- _Passage to read_
I'm sure sysutils/bsdadminscripts would be another solution. The current setup requires only minimal installs where X11 and IPV6 wont be installed in any port in my jails or top level.


----------



## Uniballer (Apr 24, 2012)

portmaster -G seems to do what you want in version 3.11.


----------



## Majorix (Apr 24, 2012)

@Uniballer:
Was that for me? Adding -G does the trick?

@vermaden:
That seems to work. Thanks.


----------



## UNIXgod (Apr 24, 2012)

Majorix said:
			
		

> Was that for me? Adding -G does the trick?



Sorry I don't usually hijack threads. It was close enough to the topic I figured it would be alright. Sorry for the confusion


----------



## Uniballer (Apr 25, 2012)

Majorix said:
			
		

> @Uniballer:
> Was that for me? Adding -G does the trick?



Yes.  At least on the current version.  If you install it and check the man page it is there, but the online man page doesn't seem to have it.


----------



## Majorix (Apr 25, 2012)

- _Collected data_
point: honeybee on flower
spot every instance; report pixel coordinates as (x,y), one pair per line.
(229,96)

- _To do_
Carry on the portmaster forum thread, starting right after its last line.

- _Result for this exercise_
I have checked portmaster.rc and there it says for -G:


> Do not run 'make config' for ports that need updating


That doesn't seem to do what I want.

I am still here, checking the PC every few minutes to see if the configuration menu is up or not. It is driving me insane...

So the question is, again, how do I by-pass the configuration screens, and just select the defaults, while using portmaster?


----------



## Uniballer (Apr 25, 2012)

Did you try it?

I would say not running make config is exactly what you want.


----------



## UNIXgod (Apr 25, 2012)

Majorix said:
			
		

> I have checked portmaster.rc and there it says for -G:
> 
> That doesn't seem to do what I want.
> 
> ...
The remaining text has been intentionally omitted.